What is needed is an exact repeat of the lines from the line containing "of the tree" through the final line of the entries below, and nothing else.

━━━━━━━━

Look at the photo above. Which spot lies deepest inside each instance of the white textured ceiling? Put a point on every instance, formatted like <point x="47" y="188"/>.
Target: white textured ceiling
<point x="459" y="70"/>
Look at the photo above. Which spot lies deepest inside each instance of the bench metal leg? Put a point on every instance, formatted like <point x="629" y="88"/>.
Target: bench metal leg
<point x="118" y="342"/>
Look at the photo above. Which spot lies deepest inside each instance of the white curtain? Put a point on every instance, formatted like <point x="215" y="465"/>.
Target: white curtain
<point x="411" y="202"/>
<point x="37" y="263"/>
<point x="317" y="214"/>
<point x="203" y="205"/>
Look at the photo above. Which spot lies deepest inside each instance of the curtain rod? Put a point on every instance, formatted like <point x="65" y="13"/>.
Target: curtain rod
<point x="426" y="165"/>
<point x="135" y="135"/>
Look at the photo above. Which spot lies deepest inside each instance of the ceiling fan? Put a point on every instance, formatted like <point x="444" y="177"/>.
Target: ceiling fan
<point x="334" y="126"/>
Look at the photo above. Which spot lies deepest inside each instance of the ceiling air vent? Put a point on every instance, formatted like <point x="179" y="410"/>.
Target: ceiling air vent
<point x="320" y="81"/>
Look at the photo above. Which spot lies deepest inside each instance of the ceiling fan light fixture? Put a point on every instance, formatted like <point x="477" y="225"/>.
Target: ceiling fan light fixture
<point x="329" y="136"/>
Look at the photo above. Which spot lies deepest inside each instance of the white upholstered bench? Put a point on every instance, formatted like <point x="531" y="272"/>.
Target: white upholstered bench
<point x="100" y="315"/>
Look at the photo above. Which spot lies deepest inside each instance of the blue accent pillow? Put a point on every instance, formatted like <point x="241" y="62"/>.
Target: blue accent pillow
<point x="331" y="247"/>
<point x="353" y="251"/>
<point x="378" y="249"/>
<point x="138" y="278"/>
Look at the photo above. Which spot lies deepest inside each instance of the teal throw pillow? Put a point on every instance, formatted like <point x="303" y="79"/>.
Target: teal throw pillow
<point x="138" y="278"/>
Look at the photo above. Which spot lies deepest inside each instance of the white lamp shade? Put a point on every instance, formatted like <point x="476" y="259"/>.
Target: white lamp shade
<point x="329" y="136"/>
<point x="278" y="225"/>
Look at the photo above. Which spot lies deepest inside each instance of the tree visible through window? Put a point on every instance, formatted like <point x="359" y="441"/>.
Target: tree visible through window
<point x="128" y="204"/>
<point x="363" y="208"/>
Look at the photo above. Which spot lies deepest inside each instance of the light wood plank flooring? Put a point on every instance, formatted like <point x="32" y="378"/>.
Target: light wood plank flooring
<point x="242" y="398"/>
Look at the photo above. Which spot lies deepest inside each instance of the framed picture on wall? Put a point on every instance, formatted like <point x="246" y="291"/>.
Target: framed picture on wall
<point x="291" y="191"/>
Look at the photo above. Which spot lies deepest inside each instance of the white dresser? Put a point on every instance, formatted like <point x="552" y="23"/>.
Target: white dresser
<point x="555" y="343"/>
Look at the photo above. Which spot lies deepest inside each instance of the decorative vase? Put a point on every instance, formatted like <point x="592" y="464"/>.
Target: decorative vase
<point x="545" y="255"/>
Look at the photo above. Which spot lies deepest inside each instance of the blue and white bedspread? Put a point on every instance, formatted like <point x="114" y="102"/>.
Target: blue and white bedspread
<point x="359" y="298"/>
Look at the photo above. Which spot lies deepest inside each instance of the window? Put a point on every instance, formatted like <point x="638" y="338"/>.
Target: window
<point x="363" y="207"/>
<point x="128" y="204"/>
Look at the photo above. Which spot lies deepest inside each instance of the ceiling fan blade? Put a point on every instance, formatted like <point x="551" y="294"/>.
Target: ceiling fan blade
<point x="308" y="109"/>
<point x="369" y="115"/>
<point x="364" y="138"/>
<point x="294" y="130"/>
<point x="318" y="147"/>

━━━━━━━━

## WRITTEN RESPONSE
Look at the photo above. Which spot lies deepest inside each instance of the tree visible through window? Put a point on every instance, formatted like <point x="359" y="441"/>.
Target: tree visible through window
<point x="128" y="204"/>
<point x="363" y="208"/>
Look at the photo above. Which spot lies deepest inside each instance of the light wood plank flooring? Put a point on every instance, formatted like <point x="32" y="378"/>.
Target: light wood plank flooring
<point x="242" y="398"/>
Look at the photo above. Which spot lies deepest inside each instance of the framed picture on wall? Put a point on every instance, formatted like <point x="246" y="291"/>.
Target: framed picture on wall
<point x="291" y="191"/>
Look at the photo above. Which spot lies deepest inside each instance of the white dresser? Put a point on every instance, formatted like <point x="552" y="23"/>.
Target: white dresser
<point x="555" y="343"/>
Look at the photo above. Which spot lies deepest inside each instance of the decorative vase? Put a point on every instance, formatted like <point x="592" y="464"/>.
Target: decorative vase
<point x="545" y="255"/>
Look at the photo above. Which spot lies deepest inside each instance of the blue and white bedspread? Put a point on every instance, formatted like <point x="114" y="102"/>.
Target: blue and white bedspread
<point x="359" y="298"/>
Look at the photo above. Which spot lies deepest inside each instance of the window? Put a point on every instance, formatted like <point x="638" y="338"/>.
Target: window
<point x="363" y="207"/>
<point x="128" y="204"/>
Look at the photo above. Which spot lies deepest inside each instance of the ceiling fan blade? Put a point on every instance, formatted like <point x="551" y="294"/>.
Target: ceiling fan blade
<point x="308" y="109"/>
<point x="369" y="115"/>
<point x="364" y="138"/>
<point x="294" y="130"/>
<point x="318" y="147"/>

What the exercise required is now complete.